• _WHAT YOU HAVE TO DO_
Extract the lines beginning at the one that holds "Reviewer check: each instance of the man's eye" and ending at the final line of the material below, keeping them exact and leaving out all pictures.

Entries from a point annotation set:
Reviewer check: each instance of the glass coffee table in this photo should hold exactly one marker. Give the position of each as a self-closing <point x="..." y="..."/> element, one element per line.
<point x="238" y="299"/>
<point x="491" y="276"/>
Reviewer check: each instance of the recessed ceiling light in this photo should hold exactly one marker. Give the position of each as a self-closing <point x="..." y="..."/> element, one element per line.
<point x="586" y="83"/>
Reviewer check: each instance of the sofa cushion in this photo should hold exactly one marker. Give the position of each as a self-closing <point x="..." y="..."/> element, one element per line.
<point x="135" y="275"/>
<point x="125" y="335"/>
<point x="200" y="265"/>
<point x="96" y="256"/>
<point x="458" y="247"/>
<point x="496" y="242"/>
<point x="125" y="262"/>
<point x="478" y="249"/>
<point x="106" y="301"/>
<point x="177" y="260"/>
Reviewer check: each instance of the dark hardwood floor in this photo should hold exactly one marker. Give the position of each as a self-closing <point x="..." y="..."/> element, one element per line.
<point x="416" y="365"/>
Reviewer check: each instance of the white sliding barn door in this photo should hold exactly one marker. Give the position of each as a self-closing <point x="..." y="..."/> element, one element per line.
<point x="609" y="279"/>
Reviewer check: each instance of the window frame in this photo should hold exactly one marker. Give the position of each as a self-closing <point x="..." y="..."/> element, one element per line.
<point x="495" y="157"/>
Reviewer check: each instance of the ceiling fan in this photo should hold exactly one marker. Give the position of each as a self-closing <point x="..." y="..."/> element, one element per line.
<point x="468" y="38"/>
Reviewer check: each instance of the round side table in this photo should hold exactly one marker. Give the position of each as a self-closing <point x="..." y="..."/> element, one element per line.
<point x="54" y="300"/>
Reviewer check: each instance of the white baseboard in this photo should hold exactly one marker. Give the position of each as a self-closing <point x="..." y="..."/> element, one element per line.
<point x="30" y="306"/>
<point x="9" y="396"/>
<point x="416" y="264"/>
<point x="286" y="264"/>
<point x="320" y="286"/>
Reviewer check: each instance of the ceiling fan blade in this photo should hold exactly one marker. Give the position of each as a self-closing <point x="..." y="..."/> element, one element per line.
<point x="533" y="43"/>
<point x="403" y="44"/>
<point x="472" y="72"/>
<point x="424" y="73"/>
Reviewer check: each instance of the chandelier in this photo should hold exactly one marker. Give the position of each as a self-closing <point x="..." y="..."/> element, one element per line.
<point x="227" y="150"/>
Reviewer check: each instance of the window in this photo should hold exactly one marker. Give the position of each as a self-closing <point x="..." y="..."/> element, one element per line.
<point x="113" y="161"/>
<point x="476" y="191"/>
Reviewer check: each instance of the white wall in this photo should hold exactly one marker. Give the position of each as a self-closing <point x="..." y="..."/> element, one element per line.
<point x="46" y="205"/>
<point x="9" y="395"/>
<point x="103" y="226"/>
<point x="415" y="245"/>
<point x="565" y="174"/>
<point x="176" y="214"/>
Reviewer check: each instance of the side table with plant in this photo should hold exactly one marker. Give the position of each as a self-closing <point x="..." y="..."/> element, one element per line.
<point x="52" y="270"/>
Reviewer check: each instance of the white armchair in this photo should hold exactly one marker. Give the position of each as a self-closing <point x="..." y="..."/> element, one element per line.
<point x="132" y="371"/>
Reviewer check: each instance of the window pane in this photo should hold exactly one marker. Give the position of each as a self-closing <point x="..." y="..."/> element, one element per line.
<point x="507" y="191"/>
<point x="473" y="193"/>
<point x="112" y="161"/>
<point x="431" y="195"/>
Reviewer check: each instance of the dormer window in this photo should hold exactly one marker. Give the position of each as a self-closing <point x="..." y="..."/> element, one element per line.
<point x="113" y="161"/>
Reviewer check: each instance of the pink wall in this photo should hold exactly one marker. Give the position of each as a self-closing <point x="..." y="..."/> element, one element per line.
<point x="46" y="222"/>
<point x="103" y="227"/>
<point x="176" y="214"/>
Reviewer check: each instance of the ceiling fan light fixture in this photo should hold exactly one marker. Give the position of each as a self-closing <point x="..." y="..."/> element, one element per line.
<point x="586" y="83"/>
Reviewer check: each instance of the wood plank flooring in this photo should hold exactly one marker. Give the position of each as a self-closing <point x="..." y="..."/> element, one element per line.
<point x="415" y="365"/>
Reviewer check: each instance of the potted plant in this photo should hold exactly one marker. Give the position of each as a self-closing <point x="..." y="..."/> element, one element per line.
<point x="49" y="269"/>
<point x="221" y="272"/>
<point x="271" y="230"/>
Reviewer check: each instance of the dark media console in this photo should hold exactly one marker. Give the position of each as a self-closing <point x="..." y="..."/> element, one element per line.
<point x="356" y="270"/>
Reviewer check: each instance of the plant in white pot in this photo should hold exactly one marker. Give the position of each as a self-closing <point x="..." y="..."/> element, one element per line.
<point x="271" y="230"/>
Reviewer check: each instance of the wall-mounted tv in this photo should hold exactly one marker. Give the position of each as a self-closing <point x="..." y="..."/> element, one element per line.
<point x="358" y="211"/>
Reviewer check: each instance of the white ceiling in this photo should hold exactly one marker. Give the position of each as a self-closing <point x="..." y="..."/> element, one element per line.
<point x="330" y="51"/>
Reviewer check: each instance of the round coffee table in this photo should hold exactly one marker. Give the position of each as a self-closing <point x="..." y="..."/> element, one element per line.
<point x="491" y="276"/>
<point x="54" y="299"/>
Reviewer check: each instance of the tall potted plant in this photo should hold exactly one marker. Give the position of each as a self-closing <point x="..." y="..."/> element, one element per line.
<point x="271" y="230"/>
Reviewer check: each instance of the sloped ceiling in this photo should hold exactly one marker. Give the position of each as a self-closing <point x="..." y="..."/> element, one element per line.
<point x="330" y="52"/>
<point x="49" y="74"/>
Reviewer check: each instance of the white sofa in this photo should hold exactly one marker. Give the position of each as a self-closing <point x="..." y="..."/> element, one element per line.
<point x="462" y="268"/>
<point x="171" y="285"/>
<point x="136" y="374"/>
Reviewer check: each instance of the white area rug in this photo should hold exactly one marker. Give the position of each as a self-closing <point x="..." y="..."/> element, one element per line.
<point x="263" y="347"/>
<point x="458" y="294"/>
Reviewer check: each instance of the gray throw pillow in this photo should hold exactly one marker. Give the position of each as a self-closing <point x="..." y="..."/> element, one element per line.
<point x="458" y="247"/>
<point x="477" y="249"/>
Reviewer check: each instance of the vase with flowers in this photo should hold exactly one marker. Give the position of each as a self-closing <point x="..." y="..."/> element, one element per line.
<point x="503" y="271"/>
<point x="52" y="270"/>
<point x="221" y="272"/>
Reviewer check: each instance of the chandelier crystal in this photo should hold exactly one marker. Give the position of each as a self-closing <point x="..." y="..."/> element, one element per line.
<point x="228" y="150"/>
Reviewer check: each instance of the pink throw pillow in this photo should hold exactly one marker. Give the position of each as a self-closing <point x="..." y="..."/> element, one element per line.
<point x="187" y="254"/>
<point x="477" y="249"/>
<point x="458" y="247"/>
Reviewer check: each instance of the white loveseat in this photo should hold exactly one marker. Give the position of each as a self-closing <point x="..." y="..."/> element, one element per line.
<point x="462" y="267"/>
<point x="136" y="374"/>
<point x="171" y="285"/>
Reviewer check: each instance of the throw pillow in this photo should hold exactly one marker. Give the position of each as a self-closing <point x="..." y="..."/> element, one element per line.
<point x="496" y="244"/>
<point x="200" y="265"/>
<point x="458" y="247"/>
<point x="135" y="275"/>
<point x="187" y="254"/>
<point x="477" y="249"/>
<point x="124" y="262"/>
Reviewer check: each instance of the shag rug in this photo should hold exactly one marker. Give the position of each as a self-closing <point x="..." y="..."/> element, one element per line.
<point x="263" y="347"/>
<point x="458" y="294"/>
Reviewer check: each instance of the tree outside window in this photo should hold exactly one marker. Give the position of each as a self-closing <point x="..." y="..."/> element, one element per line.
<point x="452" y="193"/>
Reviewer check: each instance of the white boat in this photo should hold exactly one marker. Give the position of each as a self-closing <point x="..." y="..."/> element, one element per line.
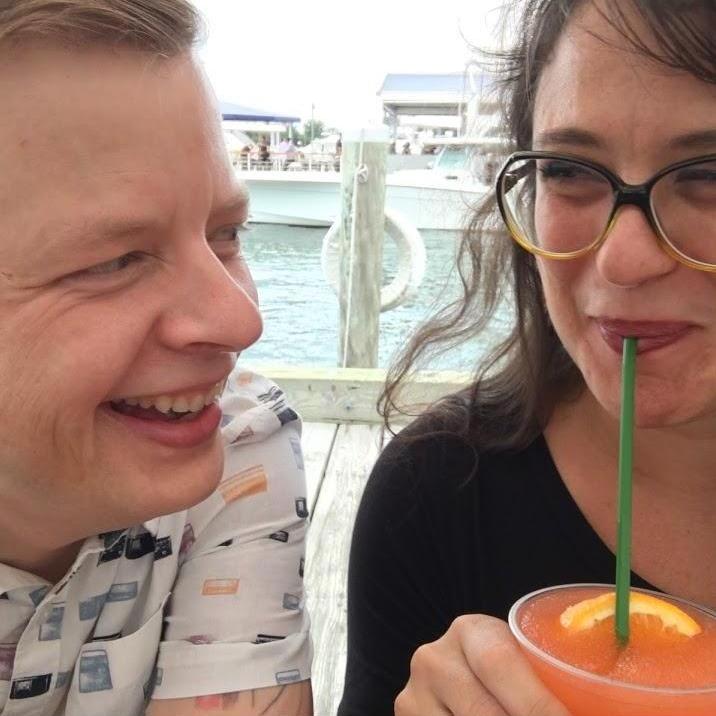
<point x="307" y="192"/>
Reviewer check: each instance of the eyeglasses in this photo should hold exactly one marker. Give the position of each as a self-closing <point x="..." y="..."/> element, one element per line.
<point x="562" y="207"/>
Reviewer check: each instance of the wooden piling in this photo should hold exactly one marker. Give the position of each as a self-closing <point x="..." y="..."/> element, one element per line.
<point x="363" y="167"/>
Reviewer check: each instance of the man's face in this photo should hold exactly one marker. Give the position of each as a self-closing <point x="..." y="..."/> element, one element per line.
<point x="120" y="278"/>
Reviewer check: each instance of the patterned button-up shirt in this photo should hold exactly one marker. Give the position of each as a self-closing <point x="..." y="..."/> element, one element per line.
<point x="208" y="600"/>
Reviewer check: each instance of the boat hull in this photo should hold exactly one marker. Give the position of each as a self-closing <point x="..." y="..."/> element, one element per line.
<point x="292" y="198"/>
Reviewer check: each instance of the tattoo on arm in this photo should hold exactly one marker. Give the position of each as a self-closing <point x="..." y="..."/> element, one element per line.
<point x="290" y="699"/>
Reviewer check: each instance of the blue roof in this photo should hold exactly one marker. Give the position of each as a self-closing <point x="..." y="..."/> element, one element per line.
<point x="232" y="111"/>
<point x="450" y="82"/>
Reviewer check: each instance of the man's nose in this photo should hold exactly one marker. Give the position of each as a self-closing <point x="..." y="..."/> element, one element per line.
<point x="631" y="253"/>
<point x="211" y="307"/>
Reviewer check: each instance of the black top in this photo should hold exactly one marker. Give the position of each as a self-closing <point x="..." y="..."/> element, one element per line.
<point x="440" y="533"/>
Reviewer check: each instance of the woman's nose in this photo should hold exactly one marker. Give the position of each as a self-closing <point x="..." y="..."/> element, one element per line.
<point x="211" y="306"/>
<point x="631" y="253"/>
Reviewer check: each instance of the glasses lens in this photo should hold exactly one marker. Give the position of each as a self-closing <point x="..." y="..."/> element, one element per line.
<point x="684" y="204"/>
<point x="556" y="205"/>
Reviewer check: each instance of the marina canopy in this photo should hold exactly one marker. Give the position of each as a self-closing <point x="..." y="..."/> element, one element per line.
<point x="444" y="94"/>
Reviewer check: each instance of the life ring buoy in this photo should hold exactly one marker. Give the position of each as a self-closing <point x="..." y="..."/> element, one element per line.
<point x="411" y="260"/>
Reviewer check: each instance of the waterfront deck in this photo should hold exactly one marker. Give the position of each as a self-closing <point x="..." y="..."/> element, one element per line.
<point x="342" y="437"/>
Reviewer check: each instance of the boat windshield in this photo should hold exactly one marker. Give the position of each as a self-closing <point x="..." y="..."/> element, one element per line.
<point x="452" y="158"/>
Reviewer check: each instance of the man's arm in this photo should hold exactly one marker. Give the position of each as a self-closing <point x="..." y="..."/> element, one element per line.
<point x="287" y="700"/>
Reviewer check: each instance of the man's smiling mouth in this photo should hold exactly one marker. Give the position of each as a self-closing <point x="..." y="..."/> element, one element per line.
<point x="180" y="406"/>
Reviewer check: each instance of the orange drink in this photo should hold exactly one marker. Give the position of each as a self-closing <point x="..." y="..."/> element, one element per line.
<point x="668" y="667"/>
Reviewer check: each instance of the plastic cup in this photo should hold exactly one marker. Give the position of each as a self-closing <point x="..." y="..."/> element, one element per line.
<point x="585" y="693"/>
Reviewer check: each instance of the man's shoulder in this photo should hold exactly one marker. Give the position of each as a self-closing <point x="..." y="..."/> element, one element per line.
<point x="254" y="408"/>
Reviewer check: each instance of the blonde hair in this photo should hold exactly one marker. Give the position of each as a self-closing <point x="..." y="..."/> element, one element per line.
<point x="162" y="27"/>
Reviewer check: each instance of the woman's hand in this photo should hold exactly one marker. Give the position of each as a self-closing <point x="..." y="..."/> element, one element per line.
<point x="475" y="669"/>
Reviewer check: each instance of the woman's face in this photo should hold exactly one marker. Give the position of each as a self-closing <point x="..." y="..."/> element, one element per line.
<point x="635" y="117"/>
<point x="121" y="280"/>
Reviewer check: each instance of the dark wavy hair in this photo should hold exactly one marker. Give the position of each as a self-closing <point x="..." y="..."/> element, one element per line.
<point x="517" y="384"/>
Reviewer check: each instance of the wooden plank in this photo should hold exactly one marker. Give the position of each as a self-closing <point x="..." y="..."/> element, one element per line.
<point x="349" y="395"/>
<point x="354" y="452"/>
<point x="317" y="442"/>
<point x="360" y="246"/>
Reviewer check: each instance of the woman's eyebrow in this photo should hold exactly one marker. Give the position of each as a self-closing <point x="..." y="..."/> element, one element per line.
<point x="572" y="136"/>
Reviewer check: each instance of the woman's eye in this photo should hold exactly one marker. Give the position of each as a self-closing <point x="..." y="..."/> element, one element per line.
<point x="110" y="267"/>
<point x="563" y="170"/>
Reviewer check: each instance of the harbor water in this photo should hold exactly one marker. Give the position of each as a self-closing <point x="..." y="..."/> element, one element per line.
<point x="300" y="310"/>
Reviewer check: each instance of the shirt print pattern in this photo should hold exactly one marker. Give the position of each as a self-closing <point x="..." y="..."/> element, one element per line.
<point x="109" y="636"/>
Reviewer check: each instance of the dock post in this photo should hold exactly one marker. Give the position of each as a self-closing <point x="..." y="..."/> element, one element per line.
<point x="363" y="167"/>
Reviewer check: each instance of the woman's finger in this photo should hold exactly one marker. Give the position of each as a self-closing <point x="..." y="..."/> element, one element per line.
<point x="497" y="660"/>
<point x="441" y="682"/>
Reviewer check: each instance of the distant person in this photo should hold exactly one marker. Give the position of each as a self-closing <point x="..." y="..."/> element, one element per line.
<point x="339" y="153"/>
<point x="290" y="153"/>
<point x="244" y="155"/>
<point x="264" y="153"/>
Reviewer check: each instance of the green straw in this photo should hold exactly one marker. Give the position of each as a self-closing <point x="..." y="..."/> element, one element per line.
<point x="626" y="440"/>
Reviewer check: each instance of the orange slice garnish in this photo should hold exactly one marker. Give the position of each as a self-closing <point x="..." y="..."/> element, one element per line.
<point x="589" y="612"/>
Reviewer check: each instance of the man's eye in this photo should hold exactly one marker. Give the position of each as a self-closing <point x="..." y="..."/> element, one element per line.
<point x="227" y="240"/>
<point x="109" y="267"/>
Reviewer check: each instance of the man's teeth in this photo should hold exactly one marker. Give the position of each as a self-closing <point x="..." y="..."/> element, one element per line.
<point x="179" y="403"/>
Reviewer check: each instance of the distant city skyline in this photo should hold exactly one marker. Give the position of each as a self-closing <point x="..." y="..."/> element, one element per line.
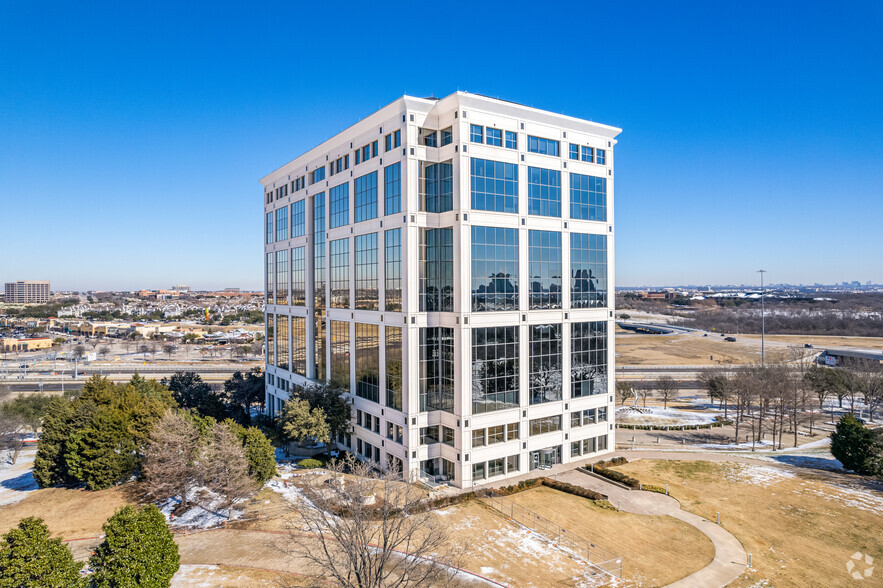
<point x="134" y="136"/>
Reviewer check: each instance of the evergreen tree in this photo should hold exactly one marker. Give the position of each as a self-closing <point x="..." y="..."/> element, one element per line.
<point x="858" y="448"/>
<point x="30" y="559"/>
<point x="138" y="550"/>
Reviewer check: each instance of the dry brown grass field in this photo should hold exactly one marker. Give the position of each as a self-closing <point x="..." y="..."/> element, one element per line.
<point x="656" y="550"/>
<point x="801" y="526"/>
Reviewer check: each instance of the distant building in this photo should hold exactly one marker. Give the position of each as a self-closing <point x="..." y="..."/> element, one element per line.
<point x="27" y="292"/>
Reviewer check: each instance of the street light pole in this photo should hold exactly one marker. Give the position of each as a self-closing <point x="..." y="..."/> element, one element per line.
<point x="762" y="322"/>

• _COMPLETE ANSWER_
Reviewer check: each instance of the man's eye in this photo should hold exactly one marker. Give the position of each as a self-closing <point x="..." y="..."/> element, one element per line.
<point x="227" y="240"/>
<point x="109" y="267"/>
Reviewer check: each instance of the man's teeth in this photo should hold exactly one marker. Give the position of each as a self-closing <point x="..." y="..."/> element, one element per line.
<point x="179" y="403"/>
Reviewer check: each instance of the distant city skyline in this photo should hold exactly one marker. Give the position of each as a self-closing <point x="..." y="..."/> element, one element per line.
<point x="134" y="136"/>
Reviewer check: each instance of the evergreen tree in this photo should hold exactly one marker. Give the position of each as a self-closing <point x="..." y="..."/> element, one element per line.
<point x="858" y="448"/>
<point x="30" y="559"/>
<point x="138" y="550"/>
Reviewer check: each instance of the dry brown grass field in this photo should hold exactly one marker. Give the position of each as a self-closing <point x="..." y="..."/> element, one element per line.
<point x="656" y="550"/>
<point x="801" y="526"/>
Reviewer check: each instance of the distant building in this photo should hold exactly one marker. Give the position of each as a self-closing <point x="..." y="..."/> element, one element per line.
<point x="27" y="292"/>
Reviewer check: each instance of the street light pole in this photo should hold exactly one marker. Give the position of each as a self-closing <point x="..." y="..."/> element, one element per line.
<point x="762" y="322"/>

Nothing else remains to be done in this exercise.